You may build your system out of silicon or you may build it out of extremely cold atoms, but you have to build something that can stand in for a neuron. Then, you have to connect these artificial neurons together. Only if they are connected can you begin to think about gaining and harnessing brain-like properties within this system.
A researcher aiming to do that by studying neuromorphic computers once told me that the brain is so attractive as a model because it is exceptionally good at doing a lot for what is, if we were talking about computers, not that much energy. Scientists who are not physicists balk at the idea that the brain is just like a computer, but the comparison is tempting. (A psychologist recently asked me, with some bewilderment, whether physicists like to call things brain-like because we all have brains so it’s the most familiar place of mystery and wonder for us to go to.)
Brains use electrical connections to process information and they do so in a way that requires wiring small parts of it (neurons) together. Computers are, at their most basic, made by wiring small circuits into bigger circuits then pushing electric signals through them. If you consider a simple enough computer function, a scientist that is oldschool enough may be able to convert it to a circuit diagram. Researchers that are working on developing quantum computers are also drawing so-called quantum circuits which also encode how different parts within the computer connect to each other. As noted in that special issue of Science, techniques like certain types of MRI scans allow researchers to map out the brain’s “wiring diagram” extremely precisely as well.
***
In physics, systems whose behavior is marked by electrons moving around and grouping together, or maybe keeping each other stuck in place by exerting repulsive forces on all their neighbors, often feature emergent properties. Emergence is a shorthand for something being bigger, richer, more complex than a sum of its parts.

Data drawn from a collection:
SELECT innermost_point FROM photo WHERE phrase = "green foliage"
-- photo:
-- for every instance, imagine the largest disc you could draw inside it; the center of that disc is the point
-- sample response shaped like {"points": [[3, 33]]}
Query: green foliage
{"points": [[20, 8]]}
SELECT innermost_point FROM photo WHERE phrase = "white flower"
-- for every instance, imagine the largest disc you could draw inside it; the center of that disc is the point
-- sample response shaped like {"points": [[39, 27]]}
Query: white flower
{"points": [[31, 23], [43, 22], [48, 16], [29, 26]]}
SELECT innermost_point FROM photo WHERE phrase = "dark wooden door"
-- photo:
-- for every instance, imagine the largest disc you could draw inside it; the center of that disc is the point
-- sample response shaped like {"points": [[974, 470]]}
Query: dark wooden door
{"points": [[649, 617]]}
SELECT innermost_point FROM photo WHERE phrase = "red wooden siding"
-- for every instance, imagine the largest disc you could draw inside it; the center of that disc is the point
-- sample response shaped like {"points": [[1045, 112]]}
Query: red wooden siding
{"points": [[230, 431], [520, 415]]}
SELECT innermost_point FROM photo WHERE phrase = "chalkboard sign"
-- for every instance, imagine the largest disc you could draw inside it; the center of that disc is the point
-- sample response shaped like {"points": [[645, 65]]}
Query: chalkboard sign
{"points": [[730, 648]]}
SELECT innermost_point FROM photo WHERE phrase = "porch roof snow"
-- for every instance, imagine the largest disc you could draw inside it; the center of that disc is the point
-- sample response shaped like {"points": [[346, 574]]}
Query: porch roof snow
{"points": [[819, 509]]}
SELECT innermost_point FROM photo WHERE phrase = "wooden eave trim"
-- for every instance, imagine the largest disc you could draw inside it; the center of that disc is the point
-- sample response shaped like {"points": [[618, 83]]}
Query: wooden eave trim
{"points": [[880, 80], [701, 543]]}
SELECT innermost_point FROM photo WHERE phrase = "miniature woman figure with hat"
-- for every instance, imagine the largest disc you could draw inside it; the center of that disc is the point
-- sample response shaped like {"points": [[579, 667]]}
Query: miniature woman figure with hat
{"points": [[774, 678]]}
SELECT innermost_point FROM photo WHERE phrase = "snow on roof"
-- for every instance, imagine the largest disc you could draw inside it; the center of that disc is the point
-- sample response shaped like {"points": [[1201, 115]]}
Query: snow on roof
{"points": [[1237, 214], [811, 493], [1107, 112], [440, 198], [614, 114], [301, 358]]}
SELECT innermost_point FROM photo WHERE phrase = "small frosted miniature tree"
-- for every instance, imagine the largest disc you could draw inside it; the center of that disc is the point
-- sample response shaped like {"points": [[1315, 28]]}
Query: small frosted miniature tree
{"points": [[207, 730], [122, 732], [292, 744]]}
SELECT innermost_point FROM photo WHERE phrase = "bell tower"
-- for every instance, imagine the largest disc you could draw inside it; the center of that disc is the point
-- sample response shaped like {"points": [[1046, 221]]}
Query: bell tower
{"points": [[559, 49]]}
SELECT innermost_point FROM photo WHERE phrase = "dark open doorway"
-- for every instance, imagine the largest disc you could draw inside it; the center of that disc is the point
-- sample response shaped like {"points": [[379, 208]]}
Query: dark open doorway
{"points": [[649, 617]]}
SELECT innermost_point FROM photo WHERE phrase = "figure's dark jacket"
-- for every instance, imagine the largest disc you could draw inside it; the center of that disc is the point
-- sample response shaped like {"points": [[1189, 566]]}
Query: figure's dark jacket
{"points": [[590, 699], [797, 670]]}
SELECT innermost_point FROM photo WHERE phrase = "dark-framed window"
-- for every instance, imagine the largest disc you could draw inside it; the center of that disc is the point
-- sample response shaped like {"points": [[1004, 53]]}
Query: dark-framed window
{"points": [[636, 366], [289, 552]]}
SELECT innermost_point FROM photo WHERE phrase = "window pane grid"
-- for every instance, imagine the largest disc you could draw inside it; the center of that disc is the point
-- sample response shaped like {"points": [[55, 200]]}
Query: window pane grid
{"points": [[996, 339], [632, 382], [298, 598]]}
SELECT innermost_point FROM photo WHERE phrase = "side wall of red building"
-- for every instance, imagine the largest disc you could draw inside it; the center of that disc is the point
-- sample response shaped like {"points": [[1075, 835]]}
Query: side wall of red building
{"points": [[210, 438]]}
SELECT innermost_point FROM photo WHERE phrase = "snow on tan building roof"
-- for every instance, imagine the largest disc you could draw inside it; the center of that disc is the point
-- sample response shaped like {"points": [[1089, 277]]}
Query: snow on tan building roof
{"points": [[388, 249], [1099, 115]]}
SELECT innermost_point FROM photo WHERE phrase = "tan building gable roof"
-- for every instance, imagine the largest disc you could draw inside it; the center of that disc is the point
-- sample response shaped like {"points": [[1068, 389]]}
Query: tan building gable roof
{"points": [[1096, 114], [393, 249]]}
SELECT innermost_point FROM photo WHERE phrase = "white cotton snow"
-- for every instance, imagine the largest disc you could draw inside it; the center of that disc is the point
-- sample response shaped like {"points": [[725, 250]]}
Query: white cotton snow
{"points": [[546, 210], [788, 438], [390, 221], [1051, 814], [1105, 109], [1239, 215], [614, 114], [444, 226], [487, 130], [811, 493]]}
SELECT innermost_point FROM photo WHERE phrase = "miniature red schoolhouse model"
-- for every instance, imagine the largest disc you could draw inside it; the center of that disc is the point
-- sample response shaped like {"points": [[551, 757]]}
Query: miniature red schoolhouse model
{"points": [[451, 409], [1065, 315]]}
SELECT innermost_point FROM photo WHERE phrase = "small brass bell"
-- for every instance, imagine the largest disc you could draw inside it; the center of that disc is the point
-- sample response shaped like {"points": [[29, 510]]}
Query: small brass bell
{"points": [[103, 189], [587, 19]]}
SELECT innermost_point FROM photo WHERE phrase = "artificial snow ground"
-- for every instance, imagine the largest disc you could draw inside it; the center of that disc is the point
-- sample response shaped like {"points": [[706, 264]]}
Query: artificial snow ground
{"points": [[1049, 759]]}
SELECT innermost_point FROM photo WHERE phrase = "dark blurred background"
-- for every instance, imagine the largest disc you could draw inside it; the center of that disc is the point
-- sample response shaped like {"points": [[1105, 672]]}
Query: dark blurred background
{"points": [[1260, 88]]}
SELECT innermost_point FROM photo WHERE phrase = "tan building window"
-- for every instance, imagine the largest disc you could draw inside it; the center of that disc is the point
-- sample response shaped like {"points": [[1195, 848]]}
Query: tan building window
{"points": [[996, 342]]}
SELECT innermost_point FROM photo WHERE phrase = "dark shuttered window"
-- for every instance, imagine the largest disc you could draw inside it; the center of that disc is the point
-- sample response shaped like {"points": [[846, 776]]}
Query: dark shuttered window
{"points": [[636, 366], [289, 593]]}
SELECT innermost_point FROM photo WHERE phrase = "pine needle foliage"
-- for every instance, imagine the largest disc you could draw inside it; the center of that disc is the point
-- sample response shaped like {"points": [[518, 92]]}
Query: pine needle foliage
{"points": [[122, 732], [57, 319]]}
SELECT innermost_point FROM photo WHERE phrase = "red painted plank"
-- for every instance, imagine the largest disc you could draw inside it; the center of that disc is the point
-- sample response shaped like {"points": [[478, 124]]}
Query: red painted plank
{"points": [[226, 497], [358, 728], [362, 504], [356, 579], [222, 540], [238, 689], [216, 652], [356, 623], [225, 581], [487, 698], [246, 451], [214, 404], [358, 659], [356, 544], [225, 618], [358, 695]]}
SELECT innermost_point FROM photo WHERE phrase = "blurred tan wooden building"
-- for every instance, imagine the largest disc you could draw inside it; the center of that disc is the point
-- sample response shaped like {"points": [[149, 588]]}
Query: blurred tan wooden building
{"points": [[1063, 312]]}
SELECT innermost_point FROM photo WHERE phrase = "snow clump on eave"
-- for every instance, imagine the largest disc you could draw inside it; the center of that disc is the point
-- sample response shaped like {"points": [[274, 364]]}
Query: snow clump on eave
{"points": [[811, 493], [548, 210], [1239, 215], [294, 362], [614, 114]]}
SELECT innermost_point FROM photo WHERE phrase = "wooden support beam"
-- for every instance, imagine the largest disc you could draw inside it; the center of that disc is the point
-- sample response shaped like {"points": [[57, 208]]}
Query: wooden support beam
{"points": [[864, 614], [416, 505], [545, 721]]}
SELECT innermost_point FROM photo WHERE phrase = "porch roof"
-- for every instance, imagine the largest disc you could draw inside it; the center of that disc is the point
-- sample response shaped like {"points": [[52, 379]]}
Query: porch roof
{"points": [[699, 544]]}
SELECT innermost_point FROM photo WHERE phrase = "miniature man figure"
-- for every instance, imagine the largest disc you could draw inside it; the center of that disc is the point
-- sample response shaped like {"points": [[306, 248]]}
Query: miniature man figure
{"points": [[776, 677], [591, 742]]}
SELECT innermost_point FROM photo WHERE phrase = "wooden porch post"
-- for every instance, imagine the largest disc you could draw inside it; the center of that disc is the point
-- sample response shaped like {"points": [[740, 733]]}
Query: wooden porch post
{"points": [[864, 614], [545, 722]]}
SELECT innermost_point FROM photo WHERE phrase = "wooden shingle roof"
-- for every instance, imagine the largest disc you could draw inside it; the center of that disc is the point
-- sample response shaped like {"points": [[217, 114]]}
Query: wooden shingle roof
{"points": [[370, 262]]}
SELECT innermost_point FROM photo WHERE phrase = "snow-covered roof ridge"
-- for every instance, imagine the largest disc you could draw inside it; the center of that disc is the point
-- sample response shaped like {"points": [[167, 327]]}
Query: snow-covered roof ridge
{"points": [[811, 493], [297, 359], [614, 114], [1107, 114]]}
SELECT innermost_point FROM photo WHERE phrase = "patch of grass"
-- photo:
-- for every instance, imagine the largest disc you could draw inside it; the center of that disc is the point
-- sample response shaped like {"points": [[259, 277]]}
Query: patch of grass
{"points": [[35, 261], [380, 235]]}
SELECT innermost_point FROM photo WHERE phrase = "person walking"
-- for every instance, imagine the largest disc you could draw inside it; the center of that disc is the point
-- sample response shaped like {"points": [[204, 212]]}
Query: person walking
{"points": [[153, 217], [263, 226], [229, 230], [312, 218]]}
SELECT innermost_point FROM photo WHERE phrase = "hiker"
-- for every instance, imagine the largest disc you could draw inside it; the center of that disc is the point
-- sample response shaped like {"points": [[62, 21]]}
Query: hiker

- **WRITTEN TASKS**
1 – List the electron behaviors that the essay on brain-like computing says mark physics systems that often have emergent properties.
2 – Summarize the essay on brain-like computing in two sentences.
3 – Continue the essay on brain-like computing with one more paragraph, starting after its final sentence.
Nothing in the entries is needed here.

- **RESPONSES**
1 –
- Moving around
- Grouping together
- Keeping each other stuck in place by exerting repulsive forces on all their neighbors

2 – To gain brain-like properties, a system built from silicon or from extremely cold atoms needs artificial neurons that are connected together, and the brain is an attractive model because it does a lot with relatively little energy. Brains process information through electrical connections between wired-together neurons, much as computers push electric signals through circuits, and in physics, systems shaped by interacting electrons often show emergent properties that are richer than the sum of their parts.

3 –
If you jam a lot of electrons together in the correct arrangement of atoms, under correct conditions, you can see them display behaviors that they really should not unless there is something more happening than there just being many of them. A key example is superconductivity. Here, materials that do not conduct electricity well can start to conduct electricity perfectly, without losing any energy or heating up as currents pass through them. This only happens under special conditions, but when it does happen, physicists believe that it is a consequence of behaviors electrons can take on only as a collective.
Electrical currents and electrical signals in your phone, computer, and wires behind your fridge are related to how electrons move around. In the brain, charged particles that move between its parts are different from electrons, but the idea of something novel and rich emerging from all that coordinated electric action remains compelling. In fact, Thiebaut de Schotten and Forkel write that
“What we know, who we are, and how we communicate with others are ascribed through integrative brain mechanisms. Therefore, to understand the origin of our identity, we need to decipher how connections between brain regions orchestrate our brain functions at the individual level.”
In other words, who we are to ourselves and to others, as defined by our thoughts and actions, it all emerges from how the brain is wired. It’s a bolder claim than saying a chunk of ceramic can suddenly conduct very well, yet one that evidence seems ot be pointing towards more and more.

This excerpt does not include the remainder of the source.